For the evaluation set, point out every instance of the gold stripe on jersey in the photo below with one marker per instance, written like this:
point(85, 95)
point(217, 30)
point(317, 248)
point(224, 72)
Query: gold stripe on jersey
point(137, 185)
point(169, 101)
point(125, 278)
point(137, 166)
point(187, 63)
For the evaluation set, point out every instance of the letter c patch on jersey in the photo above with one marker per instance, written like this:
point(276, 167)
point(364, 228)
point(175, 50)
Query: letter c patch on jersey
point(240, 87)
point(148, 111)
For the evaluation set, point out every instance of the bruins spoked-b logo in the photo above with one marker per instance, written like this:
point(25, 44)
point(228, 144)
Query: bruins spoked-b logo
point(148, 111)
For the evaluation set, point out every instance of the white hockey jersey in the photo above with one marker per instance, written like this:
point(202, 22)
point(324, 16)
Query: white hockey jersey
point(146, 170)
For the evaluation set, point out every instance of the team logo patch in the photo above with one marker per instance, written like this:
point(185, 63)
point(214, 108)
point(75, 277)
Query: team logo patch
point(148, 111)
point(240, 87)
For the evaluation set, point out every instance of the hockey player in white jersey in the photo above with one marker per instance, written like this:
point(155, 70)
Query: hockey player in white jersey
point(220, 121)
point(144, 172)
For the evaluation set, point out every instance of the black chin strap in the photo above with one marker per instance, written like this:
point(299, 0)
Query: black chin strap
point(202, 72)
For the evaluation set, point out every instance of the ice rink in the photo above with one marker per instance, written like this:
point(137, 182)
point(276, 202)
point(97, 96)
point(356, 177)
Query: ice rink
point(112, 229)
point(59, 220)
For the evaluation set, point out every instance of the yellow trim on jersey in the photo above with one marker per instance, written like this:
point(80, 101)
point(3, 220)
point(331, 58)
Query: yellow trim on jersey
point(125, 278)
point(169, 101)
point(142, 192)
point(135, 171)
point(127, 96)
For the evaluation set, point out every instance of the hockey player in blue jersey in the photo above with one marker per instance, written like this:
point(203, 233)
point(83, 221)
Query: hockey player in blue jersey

==

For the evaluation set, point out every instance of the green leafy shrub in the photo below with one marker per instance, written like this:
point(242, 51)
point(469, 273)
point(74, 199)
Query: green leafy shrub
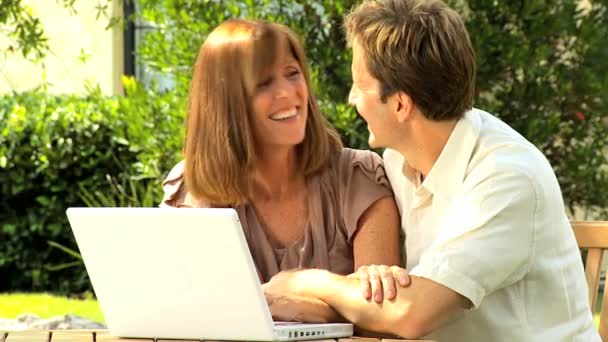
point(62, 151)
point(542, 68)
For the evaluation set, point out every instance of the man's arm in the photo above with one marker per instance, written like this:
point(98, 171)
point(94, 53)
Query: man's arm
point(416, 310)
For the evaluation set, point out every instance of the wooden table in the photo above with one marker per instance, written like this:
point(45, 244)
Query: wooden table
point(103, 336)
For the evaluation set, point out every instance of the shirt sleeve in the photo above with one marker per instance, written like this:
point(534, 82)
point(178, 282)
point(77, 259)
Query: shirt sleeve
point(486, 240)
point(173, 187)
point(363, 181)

#### What to do:
Copy out everything from the line containing "For the evaluation set, point out every instance of the man's" down to the line containing "point(363, 181)", replacing "wooden table" with "dining table" and leaving all else unchanged.

#### Written solution:
For the evaluation set, point out every instance of the man's arm in the photo above with one marker per instance, written like this:
point(98, 171)
point(94, 53)
Query: man's arm
point(416, 310)
For the evaluation set, point out every instance of the dining table in the photo above with one marker per instance, written like this:
point(45, 244)
Query: dining table
point(103, 336)
For the evaluation set, point out every instance of the shirt sleeve in the photo above with one marker per instance, written like this:
point(534, 82)
point(178, 282)
point(77, 259)
Query: shirt sleeve
point(486, 240)
point(173, 187)
point(363, 181)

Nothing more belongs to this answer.